→ Stated goal: Pictures in the records should not be copied, but every other part must be repeated exactly.

→ Record excerpts:
------------------------
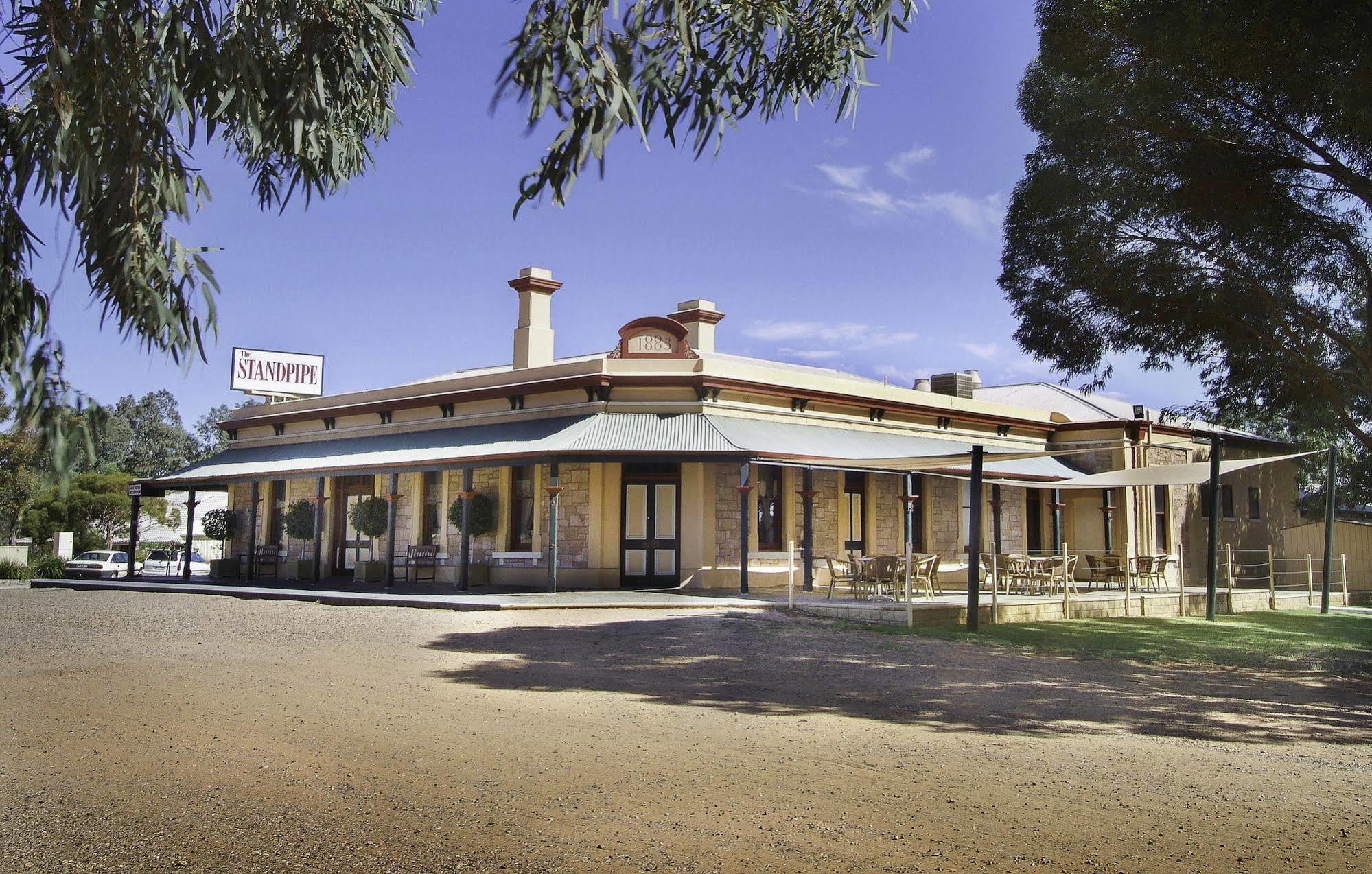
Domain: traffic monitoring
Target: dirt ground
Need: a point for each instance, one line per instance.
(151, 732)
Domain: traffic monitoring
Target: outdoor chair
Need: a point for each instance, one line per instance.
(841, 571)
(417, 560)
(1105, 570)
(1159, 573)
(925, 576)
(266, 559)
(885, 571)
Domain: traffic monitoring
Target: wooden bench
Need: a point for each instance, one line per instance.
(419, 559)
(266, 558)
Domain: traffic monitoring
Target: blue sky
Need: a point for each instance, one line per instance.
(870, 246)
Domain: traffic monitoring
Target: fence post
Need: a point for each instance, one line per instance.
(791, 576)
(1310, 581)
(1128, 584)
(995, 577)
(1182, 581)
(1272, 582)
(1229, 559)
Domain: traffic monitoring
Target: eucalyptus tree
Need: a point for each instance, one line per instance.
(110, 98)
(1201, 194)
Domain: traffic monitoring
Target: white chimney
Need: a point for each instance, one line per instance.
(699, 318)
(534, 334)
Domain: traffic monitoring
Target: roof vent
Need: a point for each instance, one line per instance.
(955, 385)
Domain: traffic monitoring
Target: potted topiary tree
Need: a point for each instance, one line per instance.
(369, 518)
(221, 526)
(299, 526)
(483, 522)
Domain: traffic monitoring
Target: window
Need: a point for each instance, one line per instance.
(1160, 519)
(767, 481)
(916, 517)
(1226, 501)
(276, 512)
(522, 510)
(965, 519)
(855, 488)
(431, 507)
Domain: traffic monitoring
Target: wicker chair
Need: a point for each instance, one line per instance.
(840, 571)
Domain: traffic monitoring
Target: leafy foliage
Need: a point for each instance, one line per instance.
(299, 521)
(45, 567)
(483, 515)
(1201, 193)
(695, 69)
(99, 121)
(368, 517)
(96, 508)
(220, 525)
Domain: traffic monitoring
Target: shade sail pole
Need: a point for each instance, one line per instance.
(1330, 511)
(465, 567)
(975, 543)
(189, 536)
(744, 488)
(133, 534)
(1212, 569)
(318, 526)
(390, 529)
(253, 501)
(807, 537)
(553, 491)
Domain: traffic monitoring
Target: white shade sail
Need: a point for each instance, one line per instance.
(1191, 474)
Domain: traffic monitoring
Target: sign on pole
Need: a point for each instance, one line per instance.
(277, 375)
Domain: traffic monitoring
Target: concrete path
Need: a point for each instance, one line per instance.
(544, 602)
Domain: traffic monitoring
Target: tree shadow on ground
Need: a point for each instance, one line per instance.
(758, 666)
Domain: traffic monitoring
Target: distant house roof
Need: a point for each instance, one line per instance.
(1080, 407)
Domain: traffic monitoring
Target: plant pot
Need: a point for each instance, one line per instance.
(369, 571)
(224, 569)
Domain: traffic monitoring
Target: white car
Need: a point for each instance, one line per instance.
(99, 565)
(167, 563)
------------------------
→ Result of this exercise:
Domain: traffic monitoring
Target: dirt ground
Need: a point for each instance, one line per instance.
(151, 732)
Domain: traffic monitoring
Target: outdoor chair
Need: a point for each instance, one line per instance.
(841, 571)
(417, 560)
(1105, 570)
(1159, 573)
(925, 576)
(266, 559)
(885, 571)
Domain: traffic monitoring
Target: wooden bench
Need: a point for each instance, one line per instance.
(419, 559)
(266, 558)
Domain: traffic monitoring
Target: blue sky
Need: a point for each instance, one line per instance.
(870, 246)
Domain: traffic monitoring
Target: fence post
Need: a point for each instance, one line per instance.
(791, 576)
(1310, 581)
(1128, 584)
(995, 577)
(1182, 581)
(1272, 582)
(1229, 559)
Domain: traffic monitoring
Target: eucalyptus tree
Need: a point for each instance, one line per instance.
(110, 98)
(1201, 194)
Domain: traffic monitoring
Target: white chimney
Need: a point for each instance, one line per instance.
(699, 318)
(534, 334)
Domain: traffic monitoring
Target: roof vent
Need: a point for each instance, one line per instance.
(955, 385)
Domain: traffic monitoring
Target: potted topiary tree
Need: a point for each instance, one line per instance.
(369, 518)
(221, 526)
(299, 526)
(483, 522)
Domain: traffic monitoring
Target: window
Need: a point for each instance, one line per instance.
(1160, 519)
(767, 481)
(916, 517)
(1226, 501)
(276, 512)
(522, 510)
(965, 519)
(855, 488)
(431, 507)
Domain: traffic monitoring
Target: wicker chair
Need: a point for each instance, one line per instance.
(840, 571)
Domain: traffic monitoring
Target: leafy foliage
Need: a point for each instance, one line per instance.
(299, 521)
(45, 567)
(483, 515)
(1201, 193)
(695, 69)
(99, 121)
(368, 517)
(96, 508)
(220, 525)
Domain: traffic monitoring
Target: shade sail pole
Need: a point for each instance, one line per instance.
(1330, 511)
(465, 567)
(975, 543)
(189, 536)
(744, 488)
(133, 534)
(1212, 569)
(318, 526)
(390, 529)
(253, 501)
(807, 537)
(553, 491)
Domain: traffic monitoring
Target: white shade sail
Need: a point for each instance, one line per instance.
(1191, 474)
Domain: traffic monitoring
Target: sign on pole
Need: a point for each instance, one line per instance.
(277, 375)
Domain: traffic monitoring
Target: concrete path
Need: a point for each instance, one line per instance.
(544, 602)
Domain: traffic monitoring
Target: tree shadow on ground
Need: a point for each instance, one line per instance.
(758, 666)
Domain: traffic monitoring
Target: distant house roof
Need: a point for each instance, one line per instance.
(1080, 407)
Domain: traffic monitoring
Target: plant pot
Need: a point for each instance, one line per instance.
(369, 571)
(224, 569)
Domain: traffic monitoring
Target: white car
Need: a point for each instance, one line per instance.
(99, 565)
(167, 563)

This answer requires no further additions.